**What you need to do**
Beginning at the line with "Put a point on every instance of the wheel", output each line to the end of the listing below exactly, please.
-- start of Given entries --
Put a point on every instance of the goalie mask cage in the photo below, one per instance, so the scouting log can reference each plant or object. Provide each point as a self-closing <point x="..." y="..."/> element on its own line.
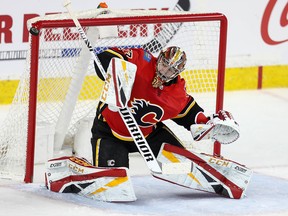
<point x="59" y="87"/>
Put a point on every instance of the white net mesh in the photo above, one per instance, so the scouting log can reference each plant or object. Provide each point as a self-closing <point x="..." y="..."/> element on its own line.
<point x="67" y="82"/>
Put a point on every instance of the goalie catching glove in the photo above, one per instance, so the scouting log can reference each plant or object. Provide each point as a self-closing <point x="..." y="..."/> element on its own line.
<point x="221" y="127"/>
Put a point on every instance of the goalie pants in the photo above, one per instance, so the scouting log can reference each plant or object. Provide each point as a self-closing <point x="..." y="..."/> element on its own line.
<point x="109" y="151"/>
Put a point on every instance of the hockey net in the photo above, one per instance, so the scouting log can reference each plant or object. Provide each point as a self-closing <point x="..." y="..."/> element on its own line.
<point x="59" y="89"/>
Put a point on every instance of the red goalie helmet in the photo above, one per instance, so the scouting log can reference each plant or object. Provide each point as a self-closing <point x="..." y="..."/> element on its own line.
<point x="170" y="63"/>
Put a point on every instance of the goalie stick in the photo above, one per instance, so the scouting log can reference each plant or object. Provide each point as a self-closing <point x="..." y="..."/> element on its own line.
<point x="124" y="111"/>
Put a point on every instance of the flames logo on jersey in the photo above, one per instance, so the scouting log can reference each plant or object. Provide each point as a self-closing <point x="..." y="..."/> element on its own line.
<point x="145" y="113"/>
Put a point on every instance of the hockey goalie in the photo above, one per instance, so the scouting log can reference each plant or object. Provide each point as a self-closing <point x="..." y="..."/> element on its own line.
<point x="140" y="92"/>
<point x="114" y="135"/>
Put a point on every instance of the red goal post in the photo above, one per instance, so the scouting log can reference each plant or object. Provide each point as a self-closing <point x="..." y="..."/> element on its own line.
<point x="57" y="53"/>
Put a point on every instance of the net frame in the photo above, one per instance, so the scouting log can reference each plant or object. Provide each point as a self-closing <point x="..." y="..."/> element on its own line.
<point x="87" y="22"/>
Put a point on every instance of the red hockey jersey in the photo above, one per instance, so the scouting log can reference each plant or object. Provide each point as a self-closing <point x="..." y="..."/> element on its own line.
<point x="149" y="105"/>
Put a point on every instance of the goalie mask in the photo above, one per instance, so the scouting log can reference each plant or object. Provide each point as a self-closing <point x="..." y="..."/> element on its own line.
<point x="170" y="64"/>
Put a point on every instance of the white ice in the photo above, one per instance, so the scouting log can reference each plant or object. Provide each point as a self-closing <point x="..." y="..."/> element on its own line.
<point x="263" y="117"/>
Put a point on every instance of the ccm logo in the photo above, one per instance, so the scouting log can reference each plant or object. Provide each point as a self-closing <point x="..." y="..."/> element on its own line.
<point x="58" y="164"/>
<point x="241" y="169"/>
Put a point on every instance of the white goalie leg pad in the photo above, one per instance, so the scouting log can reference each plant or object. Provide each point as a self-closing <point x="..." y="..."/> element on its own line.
<point x="76" y="175"/>
<point x="207" y="173"/>
<point x="223" y="129"/>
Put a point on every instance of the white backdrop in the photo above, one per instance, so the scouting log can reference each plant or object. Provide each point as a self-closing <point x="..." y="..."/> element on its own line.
<point x="257" y="31"/>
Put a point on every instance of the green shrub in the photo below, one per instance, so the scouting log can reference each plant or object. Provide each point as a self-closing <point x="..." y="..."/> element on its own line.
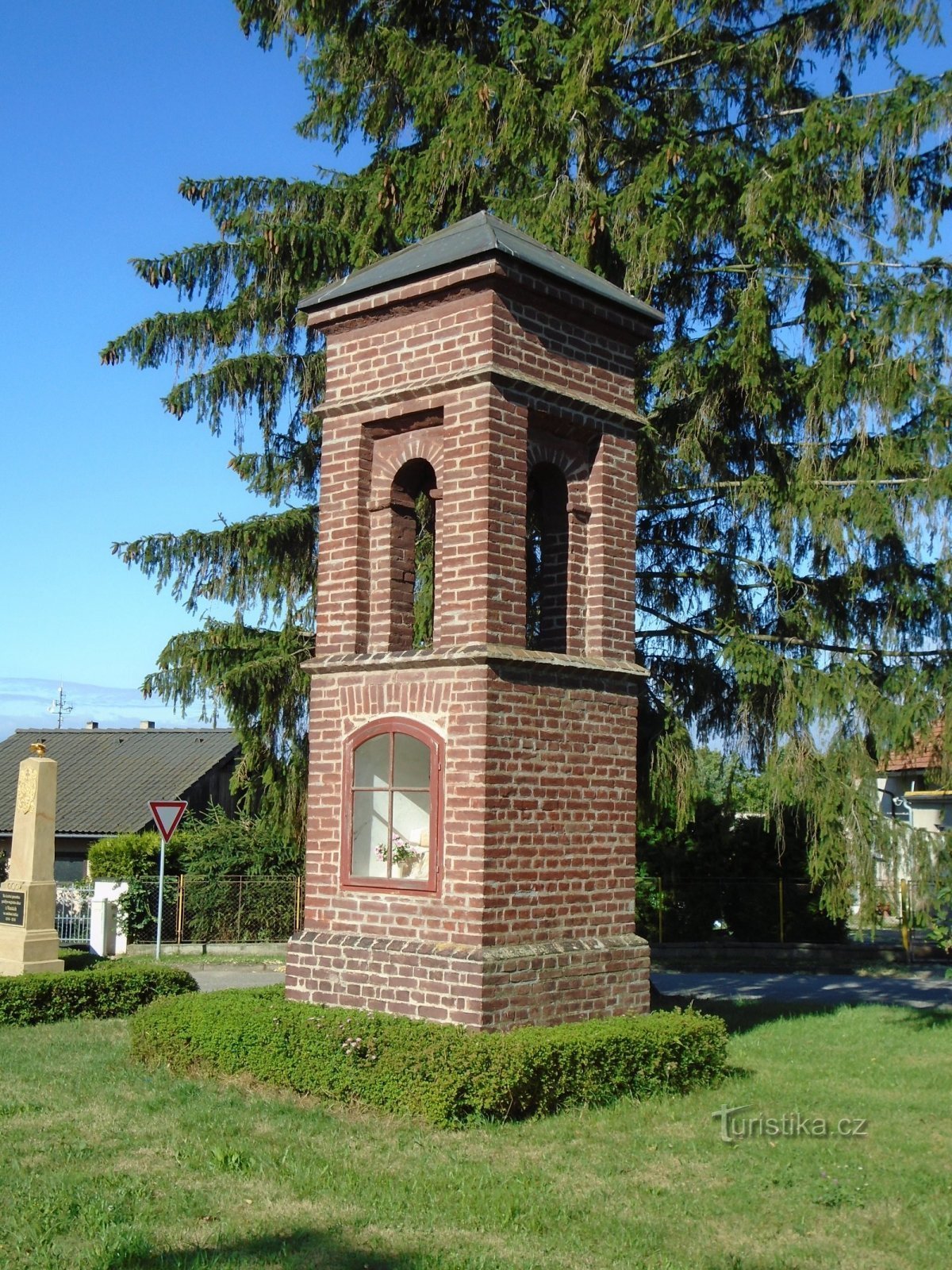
<point x="446" y="1075"/>
<point x="127" y="855"/>
<point x="215" y="845"/>
<point x="79" y="959"/>
<point x="107" y="991"/>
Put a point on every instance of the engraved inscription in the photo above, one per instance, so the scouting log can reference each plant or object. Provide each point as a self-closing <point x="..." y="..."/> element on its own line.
<point x="12" y="907"/>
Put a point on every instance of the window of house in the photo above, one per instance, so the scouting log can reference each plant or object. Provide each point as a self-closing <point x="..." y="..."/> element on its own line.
<point x="391" y="837"/>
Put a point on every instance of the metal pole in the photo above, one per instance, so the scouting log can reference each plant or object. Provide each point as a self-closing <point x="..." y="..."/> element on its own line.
<point x="780" y="887"/>
<point x="905" y="914"/>
<point x="181" y="912"/>
<point x="159" y="918"/>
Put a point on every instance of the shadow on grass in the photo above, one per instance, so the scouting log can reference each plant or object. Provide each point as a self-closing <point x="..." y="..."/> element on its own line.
<point x="295" y="1250"/>
<point x="920" y="1020"/>
<point x="743" y="1016"/>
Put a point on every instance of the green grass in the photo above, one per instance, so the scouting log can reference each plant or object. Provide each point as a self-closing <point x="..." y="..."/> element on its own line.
<point x="108" y="1166"/>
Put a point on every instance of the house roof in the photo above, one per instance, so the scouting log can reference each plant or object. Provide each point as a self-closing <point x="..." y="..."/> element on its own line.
<point x="107" y="776"/>
<point x="924" y="755"/>
<point x="476" y="237"/>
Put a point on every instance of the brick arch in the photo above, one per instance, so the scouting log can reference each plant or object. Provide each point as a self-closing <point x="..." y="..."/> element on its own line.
<point x="391" y="454"/>
<point x="571" y="467"/>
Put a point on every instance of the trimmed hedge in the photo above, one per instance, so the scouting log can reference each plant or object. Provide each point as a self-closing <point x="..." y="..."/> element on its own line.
<point x="107" y="991"/>
<point x="446" y="1075"/>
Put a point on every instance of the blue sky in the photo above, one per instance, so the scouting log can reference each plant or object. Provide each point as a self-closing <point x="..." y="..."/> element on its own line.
<point x="105" y="107"/>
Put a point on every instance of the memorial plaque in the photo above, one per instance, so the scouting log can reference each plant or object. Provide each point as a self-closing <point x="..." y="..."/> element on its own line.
<point x="10" y="908"/>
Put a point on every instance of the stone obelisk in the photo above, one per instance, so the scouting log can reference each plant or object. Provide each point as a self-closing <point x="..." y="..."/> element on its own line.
<point x="29" y="939"/>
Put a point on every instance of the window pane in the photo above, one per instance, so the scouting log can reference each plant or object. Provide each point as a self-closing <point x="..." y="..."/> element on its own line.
<point x="372" y="764"/>
<point x="412" y="762"/>
<point x="412" y="833"/>
<point x="368" y="856"/>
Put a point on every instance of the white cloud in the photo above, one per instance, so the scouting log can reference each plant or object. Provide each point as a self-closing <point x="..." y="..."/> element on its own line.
<point x="29" y="704"/>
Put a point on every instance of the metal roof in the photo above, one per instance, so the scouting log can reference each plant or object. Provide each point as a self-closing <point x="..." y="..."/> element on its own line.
<point x="470" y="239"/>
<point x="107" y="776"/>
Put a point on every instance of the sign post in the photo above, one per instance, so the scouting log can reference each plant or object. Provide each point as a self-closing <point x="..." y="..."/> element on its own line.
<point x="168" y="817"/>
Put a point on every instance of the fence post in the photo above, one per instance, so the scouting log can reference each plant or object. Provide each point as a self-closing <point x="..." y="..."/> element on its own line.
<point x="905" y="914"/>
<point x="780" y="892"/>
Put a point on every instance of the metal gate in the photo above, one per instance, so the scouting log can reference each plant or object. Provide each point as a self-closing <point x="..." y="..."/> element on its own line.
<point x="74" y="912"/>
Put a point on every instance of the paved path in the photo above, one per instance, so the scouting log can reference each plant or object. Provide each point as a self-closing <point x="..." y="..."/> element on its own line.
<point x="922" y="990"/>
<point x="211" y="978"/>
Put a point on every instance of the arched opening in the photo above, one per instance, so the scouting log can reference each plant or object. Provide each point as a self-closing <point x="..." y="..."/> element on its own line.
<point x="413" y="556"/>
<point x="546" y="559"/>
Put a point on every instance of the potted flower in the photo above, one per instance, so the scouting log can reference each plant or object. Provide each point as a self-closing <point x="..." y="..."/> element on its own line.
<point x="403" y="856"/>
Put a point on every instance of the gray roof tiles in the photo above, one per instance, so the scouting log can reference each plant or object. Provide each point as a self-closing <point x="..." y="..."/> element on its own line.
<point x="470" y="239"/>
<point x="107" y="776"/>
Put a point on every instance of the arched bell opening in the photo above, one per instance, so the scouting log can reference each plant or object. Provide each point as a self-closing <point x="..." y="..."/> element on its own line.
<point x="413" y="556"/>
<point x="546" y="559"/>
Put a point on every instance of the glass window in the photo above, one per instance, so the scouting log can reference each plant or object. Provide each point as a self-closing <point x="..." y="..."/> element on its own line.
<point x="393" y="806"/>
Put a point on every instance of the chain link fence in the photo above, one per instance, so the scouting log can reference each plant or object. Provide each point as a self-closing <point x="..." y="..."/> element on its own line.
<point x="213" y="910"/>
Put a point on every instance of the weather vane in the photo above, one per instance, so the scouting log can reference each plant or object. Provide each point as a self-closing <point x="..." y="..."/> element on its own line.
<point x="59" y="706"/>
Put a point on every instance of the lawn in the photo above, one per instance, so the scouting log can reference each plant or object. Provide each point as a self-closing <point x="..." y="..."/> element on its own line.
<point x="107" y="1166"/>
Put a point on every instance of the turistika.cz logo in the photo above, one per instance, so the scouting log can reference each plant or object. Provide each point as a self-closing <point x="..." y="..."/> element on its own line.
<point x="735" y="1126"/>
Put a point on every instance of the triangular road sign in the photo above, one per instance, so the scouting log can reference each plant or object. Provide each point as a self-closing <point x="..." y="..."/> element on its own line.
<point x="167" y="817"/>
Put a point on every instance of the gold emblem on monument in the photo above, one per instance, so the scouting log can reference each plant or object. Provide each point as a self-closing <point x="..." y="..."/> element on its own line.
<point x="27" y="791"/>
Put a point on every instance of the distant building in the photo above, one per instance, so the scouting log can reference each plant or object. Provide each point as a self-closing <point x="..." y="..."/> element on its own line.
<point x="107" y="778"/>
<point x="909" y="789"/>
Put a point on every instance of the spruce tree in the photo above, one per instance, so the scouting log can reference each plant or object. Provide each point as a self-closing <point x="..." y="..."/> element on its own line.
<point x="725" y="160"/>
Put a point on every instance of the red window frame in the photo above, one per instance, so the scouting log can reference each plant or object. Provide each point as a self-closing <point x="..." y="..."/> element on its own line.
<point x="435" y="742"/>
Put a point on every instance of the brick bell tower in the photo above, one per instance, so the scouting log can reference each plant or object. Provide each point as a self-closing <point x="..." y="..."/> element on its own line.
<point x="471" y="826"/>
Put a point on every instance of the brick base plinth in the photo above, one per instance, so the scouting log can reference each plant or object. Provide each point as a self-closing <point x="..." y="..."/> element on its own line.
<point x="489" y="988"/>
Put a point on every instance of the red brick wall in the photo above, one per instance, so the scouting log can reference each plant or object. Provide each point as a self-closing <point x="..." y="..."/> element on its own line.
<point x="566" y="981"/>
<point x="482" y="372"/>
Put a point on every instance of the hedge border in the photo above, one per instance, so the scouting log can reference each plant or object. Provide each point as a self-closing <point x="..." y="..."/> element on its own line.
<point x="442" y="1073"/>
<point x="106" y="991"/>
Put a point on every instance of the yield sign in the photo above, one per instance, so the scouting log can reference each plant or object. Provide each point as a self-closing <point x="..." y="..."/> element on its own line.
<point x="167" y="817"/>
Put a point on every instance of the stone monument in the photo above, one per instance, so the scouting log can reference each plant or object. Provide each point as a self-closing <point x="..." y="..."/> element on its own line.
<point x="29" y="939"/>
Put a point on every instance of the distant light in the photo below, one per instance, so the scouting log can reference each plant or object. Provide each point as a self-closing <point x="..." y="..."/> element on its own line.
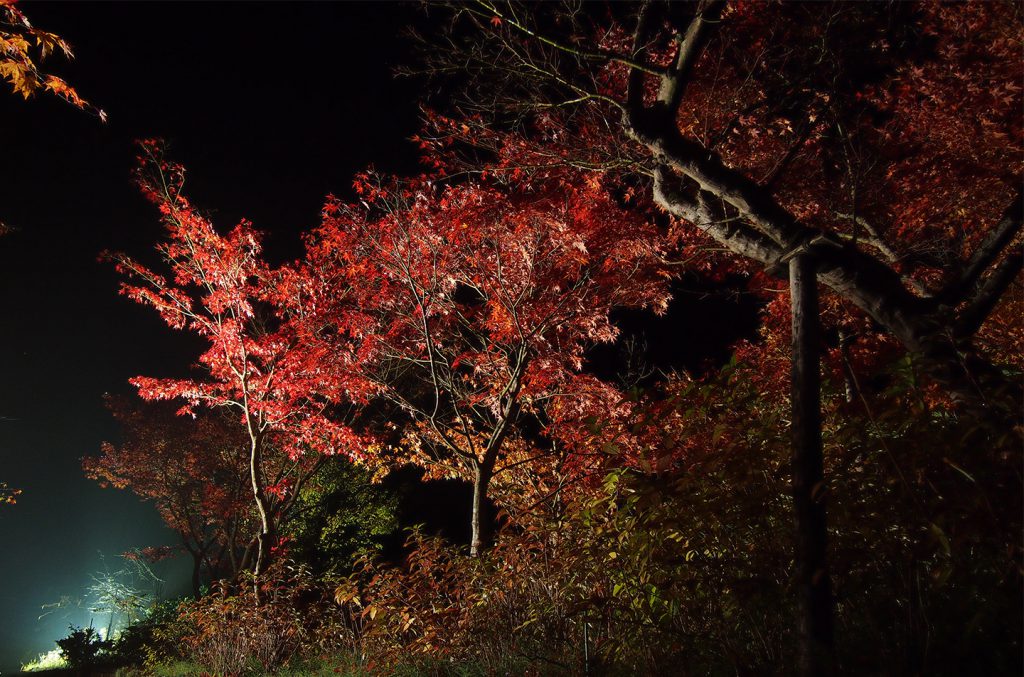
<point x="49" y="661"/>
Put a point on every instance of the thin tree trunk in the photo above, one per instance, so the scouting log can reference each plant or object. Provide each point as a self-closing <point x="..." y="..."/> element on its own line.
<point x="265" y="539"/>
<point x="809" y="492"/>
<point x="197" y="568"/>
<point x="481" y="479"/>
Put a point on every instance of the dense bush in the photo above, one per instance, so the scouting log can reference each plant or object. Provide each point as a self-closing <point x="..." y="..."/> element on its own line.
<point x="689" y="569"/>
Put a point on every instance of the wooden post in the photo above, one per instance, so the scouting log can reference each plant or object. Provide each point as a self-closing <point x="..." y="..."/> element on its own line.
<point x="809" y="491"/>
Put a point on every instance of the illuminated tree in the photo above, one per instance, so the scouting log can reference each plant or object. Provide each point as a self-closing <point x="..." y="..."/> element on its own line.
<point x="23" y="49"/>
<point x="474" y="304"/>
<point x="257" y="364"/>
<point x="875" y="149"/>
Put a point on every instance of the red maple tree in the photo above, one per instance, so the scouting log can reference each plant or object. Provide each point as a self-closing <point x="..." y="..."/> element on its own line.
<point x="256" y="364"/>
<point x="474" y="304"/>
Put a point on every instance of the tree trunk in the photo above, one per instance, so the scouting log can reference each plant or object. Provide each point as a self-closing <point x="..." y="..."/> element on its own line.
<point x="197" y="568"/>
<point x="481" y="479"/>
<point x="809" y="492"/>
<point x="265" y="539"/>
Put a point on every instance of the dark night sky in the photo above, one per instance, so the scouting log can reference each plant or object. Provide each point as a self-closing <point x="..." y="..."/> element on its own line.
<point x="269" y="107"/>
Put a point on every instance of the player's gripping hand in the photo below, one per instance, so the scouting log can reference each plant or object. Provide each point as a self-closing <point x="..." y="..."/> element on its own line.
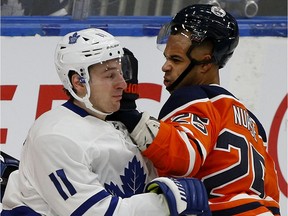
<point x="185" y="196"/>
<point x="131" y="93"/>
<point x="127" y="113"/>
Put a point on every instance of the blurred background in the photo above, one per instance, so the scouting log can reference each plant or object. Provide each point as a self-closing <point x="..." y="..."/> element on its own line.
<point x="81" y="9"/>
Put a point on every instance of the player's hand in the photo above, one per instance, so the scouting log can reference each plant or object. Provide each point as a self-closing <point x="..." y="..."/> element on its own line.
<point x="184" y="195"/>
<point x="131" y="93"/>
<point x="127" y="113"/>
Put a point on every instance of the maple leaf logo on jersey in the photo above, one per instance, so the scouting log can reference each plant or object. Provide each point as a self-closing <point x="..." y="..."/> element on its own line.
<point x="133" y="181"/>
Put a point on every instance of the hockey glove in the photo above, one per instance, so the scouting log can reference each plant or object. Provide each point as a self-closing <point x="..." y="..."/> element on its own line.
<point x="127" y="113"/>
<point x="131" y="93"/>
<point x="184" y="195"/>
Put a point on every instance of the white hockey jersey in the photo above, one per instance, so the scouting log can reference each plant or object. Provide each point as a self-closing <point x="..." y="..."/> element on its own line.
<point x="75" y="164"/>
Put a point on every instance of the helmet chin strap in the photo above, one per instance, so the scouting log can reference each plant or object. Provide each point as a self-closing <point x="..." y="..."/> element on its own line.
<point x="87" y="102"/>
<point x="192" y="64"/>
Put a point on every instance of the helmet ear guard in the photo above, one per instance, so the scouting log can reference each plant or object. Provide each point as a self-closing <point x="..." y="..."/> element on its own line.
<point x="202" y="21"/>
<point x="77" y="51"/>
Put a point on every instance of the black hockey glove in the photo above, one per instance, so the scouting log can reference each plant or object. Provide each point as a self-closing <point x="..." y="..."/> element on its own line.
<point x="131" y="93"/>
<point x="184" y="196"/>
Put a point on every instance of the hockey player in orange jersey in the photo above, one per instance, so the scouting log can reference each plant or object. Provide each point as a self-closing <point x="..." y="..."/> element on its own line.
<point x="203" y="130"/>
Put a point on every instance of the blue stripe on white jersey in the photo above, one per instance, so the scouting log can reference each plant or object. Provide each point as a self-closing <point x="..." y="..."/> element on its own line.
<point x="92" y="201"/>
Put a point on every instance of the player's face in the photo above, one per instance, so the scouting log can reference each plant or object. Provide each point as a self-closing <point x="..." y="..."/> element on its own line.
<point x="107" y="85"/>
<point x="177" y="61"/>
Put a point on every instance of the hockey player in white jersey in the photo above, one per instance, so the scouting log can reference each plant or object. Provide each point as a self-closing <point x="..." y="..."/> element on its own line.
<point x="73" y="162"/>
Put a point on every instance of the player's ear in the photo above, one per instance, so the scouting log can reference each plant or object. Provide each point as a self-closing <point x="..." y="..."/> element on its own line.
<point x="206" y="66"/>
<point x="77" y="84"/>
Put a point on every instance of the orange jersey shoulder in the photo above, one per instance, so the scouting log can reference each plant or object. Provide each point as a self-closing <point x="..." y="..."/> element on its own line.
<point x="207" y="133"/>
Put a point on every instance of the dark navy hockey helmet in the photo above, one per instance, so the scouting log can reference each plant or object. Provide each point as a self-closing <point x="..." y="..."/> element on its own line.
<point x="202" y="22"/>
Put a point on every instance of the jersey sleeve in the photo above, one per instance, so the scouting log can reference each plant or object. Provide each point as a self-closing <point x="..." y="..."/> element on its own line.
<point x="184" y="139"/>
<point x="59" y="172"/>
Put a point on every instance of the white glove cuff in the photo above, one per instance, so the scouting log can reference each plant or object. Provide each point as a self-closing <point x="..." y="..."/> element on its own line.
<point x="145" y="131"/>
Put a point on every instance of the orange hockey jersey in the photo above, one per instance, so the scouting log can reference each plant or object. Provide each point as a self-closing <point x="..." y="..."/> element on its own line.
<point x="206" y="132"/>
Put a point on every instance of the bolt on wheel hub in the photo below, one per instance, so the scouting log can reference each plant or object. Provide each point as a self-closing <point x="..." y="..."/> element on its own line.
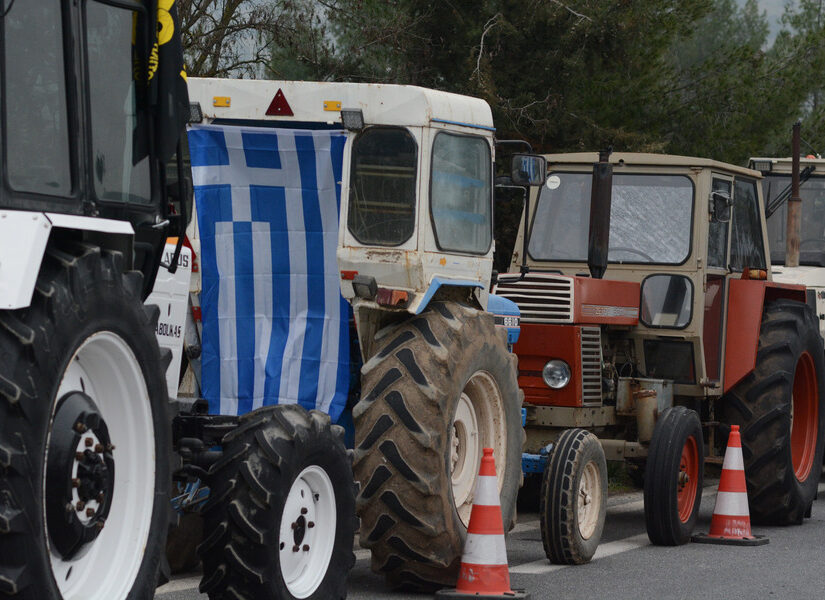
<point x="80" y="474"/>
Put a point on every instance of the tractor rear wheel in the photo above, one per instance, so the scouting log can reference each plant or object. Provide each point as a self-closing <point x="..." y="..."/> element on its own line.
<point x="280" y="521"/>
<point x="779" y="408"/>
<point x="442" y="387"/>
<point x="84" y="434"/>
<point x="673" y="477"/>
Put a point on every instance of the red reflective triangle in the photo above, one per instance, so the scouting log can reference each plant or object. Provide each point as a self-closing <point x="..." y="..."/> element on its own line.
<point x="279" y="107"/>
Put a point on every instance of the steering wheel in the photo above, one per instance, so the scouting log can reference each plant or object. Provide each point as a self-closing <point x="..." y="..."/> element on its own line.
<point x="647" y="257"/>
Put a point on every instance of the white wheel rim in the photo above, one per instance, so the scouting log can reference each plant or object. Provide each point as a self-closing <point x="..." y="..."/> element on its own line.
<point x="479" y="423"/>
<point x="308" y="523"/>
<point x="105" y="368"/>
<point x="589" y="501"/>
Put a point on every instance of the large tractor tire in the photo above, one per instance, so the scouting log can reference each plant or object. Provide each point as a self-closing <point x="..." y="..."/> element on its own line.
<point x="673" y="477"/>
<point x="573" y="498"/>
<point x="443" y="387"/>
<point x="779" y="409"/>
<point x="280" y="522"/>
<point x="84" y="435"/>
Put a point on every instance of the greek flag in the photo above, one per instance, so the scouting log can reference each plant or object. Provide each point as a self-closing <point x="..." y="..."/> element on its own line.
<point x="275" y="327"/>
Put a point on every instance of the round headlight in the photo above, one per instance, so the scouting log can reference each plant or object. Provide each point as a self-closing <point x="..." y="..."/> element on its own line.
<point x="556" y="374"/>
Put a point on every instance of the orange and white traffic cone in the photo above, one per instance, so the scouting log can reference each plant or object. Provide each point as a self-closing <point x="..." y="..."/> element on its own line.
<point x="731" y="522"/>
<point x="484" y="572"/>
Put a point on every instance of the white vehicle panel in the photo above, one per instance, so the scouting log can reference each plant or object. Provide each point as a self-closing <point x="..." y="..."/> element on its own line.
<point x="171" y="295"/>
<point x="23" y="238"/>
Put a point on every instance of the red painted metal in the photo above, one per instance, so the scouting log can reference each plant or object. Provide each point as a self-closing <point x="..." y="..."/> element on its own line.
<point x="605" y="301"/>
<point x="805" y="417"/>
<point x="539" y="343"/>
<point x="746" y="298"/>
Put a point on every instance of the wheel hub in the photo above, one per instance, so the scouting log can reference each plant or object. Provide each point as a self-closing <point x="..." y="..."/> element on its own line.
<point x="80" y="474"/>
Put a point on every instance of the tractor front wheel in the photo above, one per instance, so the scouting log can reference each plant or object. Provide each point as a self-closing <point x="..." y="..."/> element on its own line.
<point x="673" y="477"/>
<point x="280" y="521"/>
-- end of Given entries --
**Answer below**
Put a point on every instance of the wheel hub in the photo above, one per instance, so the scouting log can reference each plant or object. Provide each point as a self-closing <point x="..." y="..."/> element on its own line.
<point x="80" y="474"/>
Put a point on every instance of the tractor front wheel in the photo above, one per instance, so the scouting log can reference each plant or object. Provide each point as a self-closing <point x="..." y="..."/> element on its own line.
<point x="673" y="477"/>
<point x="280" y="521"/>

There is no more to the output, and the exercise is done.